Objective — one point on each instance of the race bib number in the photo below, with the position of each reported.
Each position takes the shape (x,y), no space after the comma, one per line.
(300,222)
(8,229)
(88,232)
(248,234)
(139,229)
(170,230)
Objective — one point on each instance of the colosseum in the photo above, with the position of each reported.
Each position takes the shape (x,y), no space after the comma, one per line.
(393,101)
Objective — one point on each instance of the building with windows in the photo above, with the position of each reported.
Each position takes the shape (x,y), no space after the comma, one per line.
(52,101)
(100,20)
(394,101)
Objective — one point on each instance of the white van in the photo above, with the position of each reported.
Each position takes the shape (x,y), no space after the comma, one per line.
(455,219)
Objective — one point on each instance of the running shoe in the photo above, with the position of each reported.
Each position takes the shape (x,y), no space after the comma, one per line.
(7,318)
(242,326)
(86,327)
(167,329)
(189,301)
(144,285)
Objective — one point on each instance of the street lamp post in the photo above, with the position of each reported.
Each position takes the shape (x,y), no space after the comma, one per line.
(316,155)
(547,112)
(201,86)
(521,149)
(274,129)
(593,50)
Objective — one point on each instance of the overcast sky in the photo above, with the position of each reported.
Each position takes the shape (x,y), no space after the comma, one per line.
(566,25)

========================================

Write the listing out again, exactly as shown above.

**Answer space**.
Objective — one point on each instance of the race bib number in the photo below, with the position of each reported.
Each position takes the shape (x,y), no space after the comma, one per line.
(300,222)
(8,229)
(88,232)
(248,234)
(139,229)
(170,230)
Objective — one point on each instance of the colosseum in the photo above, with the position of each reported.
Each position takes the shape (x,y), no space after the comma, one per line.
(393,101)
Objective — one point on each instance of the building with windows in the photo above, with the position of each reported.
Each position takes the shape (x,y), no space after the comma, one per line.
(52,101)
(100,20)
(394,101)
Objective — one point on each instance of the white van in the photo above, with the position of each reported.
Each position takes the shape (x,y), no space after the comma, one per line.
(455,219)
Objective — one point on each instance of the running shoe in the photo above, with the position of each reported.
Each position takes the shape (x,y), no space after the comma, one per line.
(7,318)
(242,326)
(86,327)
(167,329)
(189,301)
(144,285)
Objective — one point on each instance of the street lamp post in the photo above, with the position of each reported.
Each position takes the shape (x,y), no space after the comma, one per line.
(316,155)
(547,112)
(201,86)
(521,149)
(274,129)
(593,50)
Objective — one point on each instance of the overcast sky in the photo above, with the position of each reported.
Each position takes the shape (x,y), no space after the comma, one per line.
(566,25)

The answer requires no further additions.